• _Text passage_:
════════════════

1

I'm currently using the find function and found a slight problem.

theres gonna be a fire here

If I have a sentence with the word "here" and "theres" and I use find() to find "here"s index, I instead get "theres"

I thought find() would be like if thisword in thatword:

as it would find the word, not a substring within a string.

Is there another function that may work similarly? I'm using find() quite heavily would like to know of alternatives before I clog the code with string.split() then iterate until I find the exact match with an index counter on the side.

MainLine = str('theres gonna be a fire here')
WordtoFind = str('here')
#String_Len =  MainLine.find(WordtoFind)
split_line = MainLine.split()

indexCounter = 0
for i in range (0,len(split_line)):
     indexCounter += (len(split_line[i]) + 1)
     if WordtoFind in split_line[i]:
          #String_Len =  MainLine.find(split_line[i])
          String_Len = indexCounter 
          break
  • 2
    why not look for " here" with the leading space? – Daniel Nov 30 '18 at 21:59
  • 4
    `str.find` finds substrings, not *words*. It has no notion of *words*. What you described about using `split` then iterating is the first step beyond using find, that is, tokenization and search. The way to avoid clogging code is to re-use code with functions, classes, etc – juanpa.arrivillaga Nov 30 '18 at 22:00
  • 2
    @DanielJimenez not if "here" could be the fist word, better to split or use a regex – Chris_Rands Nov 30 '18 at 22:02

1 Answers1

2

The best route would be regular expressions. To find a "word" just make sure that the leading and ending characters are not alphanumeric. It uses no splits, has no exposed loops, and even works when you run into a weird sentence like "There is a fire,here". A find_word function might look like this

import re
def find_word_start(word, string):
    pattern = "(?<![a-zA-Z0-9])"+word+"(?![a-zA-Z0-9])"

════════════════

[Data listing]
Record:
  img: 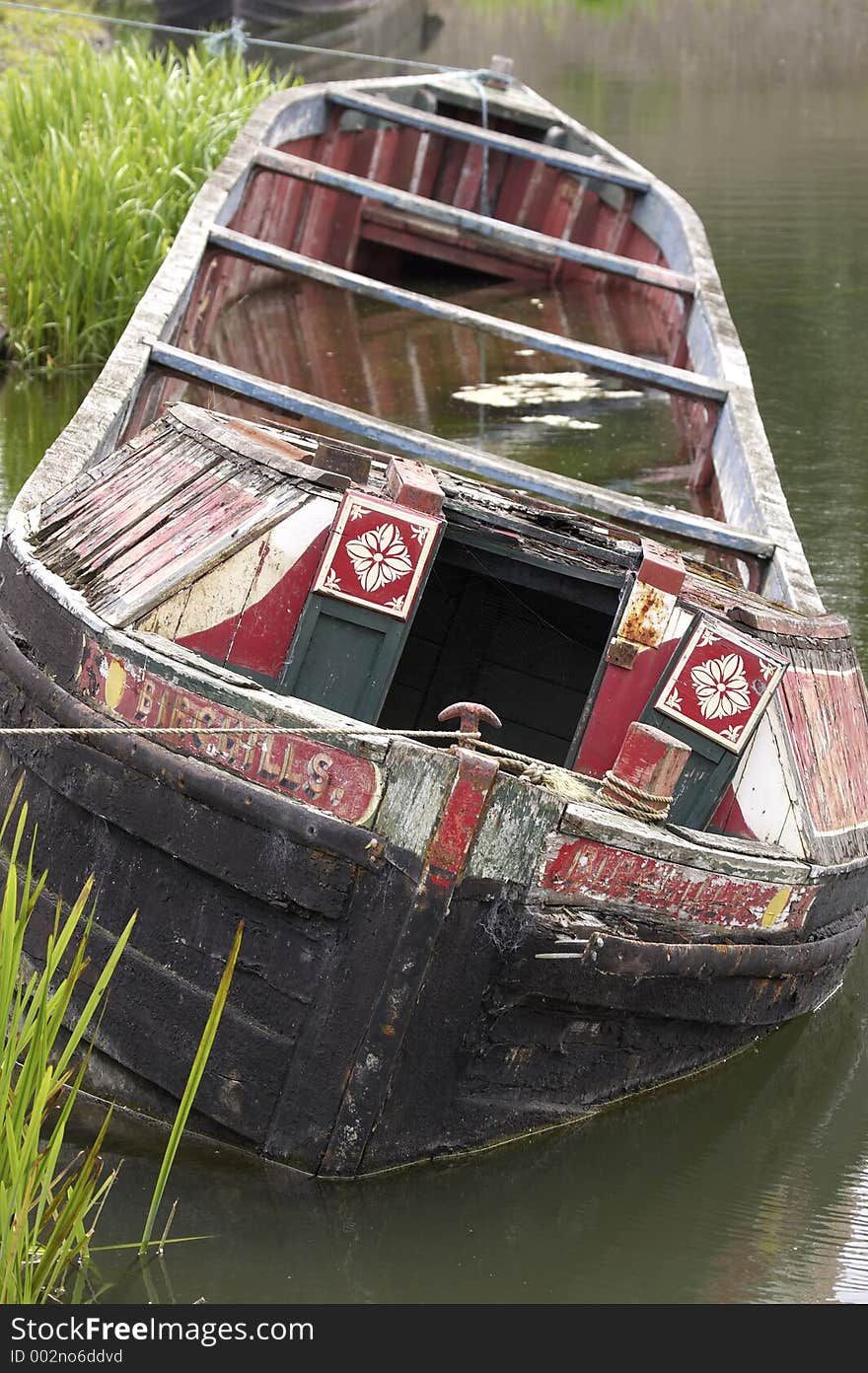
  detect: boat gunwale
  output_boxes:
[0,519,868,904]
[10,68,823,613]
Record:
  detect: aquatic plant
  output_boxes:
[0,41,294,368]
[0,782,242,1304]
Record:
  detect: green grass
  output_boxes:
[0,782,243,1306]
[0,41,293,368]
[0,0,108,71]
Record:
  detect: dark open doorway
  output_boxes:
[378,539,618,764]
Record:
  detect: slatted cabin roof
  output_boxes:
[35,403,349,624]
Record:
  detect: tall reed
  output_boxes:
[0,784,134,1303]
[0,782,243,1304]
[0,41,293,368]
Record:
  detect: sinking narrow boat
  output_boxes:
[0,70,868,1177]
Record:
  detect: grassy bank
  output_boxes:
[0,0,109,73]
[0,782,243,1306]
[0,41,293,368]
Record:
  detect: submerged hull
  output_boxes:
[6,69,868,1177]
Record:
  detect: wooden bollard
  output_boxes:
[599,721,690,820]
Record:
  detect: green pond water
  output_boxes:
[0,0,868,1303]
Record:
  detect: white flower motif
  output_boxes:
[346,525,413,592]
[690,654,750,719]
[721,725,745,744]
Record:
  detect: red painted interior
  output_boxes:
[575,638,680,777]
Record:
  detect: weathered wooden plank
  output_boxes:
[96,487,307,624]
[249,148,695,295]
[209,229,729,400]
[151,340,774,559]
[326,87,651,192]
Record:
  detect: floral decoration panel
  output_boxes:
[313,491,444,619]
[654,619,787,754]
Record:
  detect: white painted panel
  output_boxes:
[734,705,805,858]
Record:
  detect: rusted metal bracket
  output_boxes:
[437,700,503,749]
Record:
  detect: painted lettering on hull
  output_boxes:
[78,640,381,824]
[542,839,817,929]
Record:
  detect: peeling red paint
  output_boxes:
[77,640,381,824]
[427,749,497,886]
[542,839,817,929]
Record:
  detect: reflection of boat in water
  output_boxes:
[0,73,868,1176]
[84,950,867,1303]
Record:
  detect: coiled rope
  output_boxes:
[0,724,479,742]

════════════════

• _What to do_:
1 > Summarize the find() thread in two sentences.
2 > In the find() thread, list every variable name that receives a value through the = operator in the poster's code, leaving out commented-out lines.

• _Task-by-task outputs_:
1 > A poster reports that using find() to get the index of "here" in "theres gonna be a fire here" matches inside "theres" instead, and asks for an alternative to splitting the string and iterating with an index counter. A comment points out that str.find finds substrings rather than words, and the answer recommends regular expressions that make sure the characters before and after the word are not alphanumeric.

2 > MainLine, WordtoFind, split_line, indexCounter, String_Len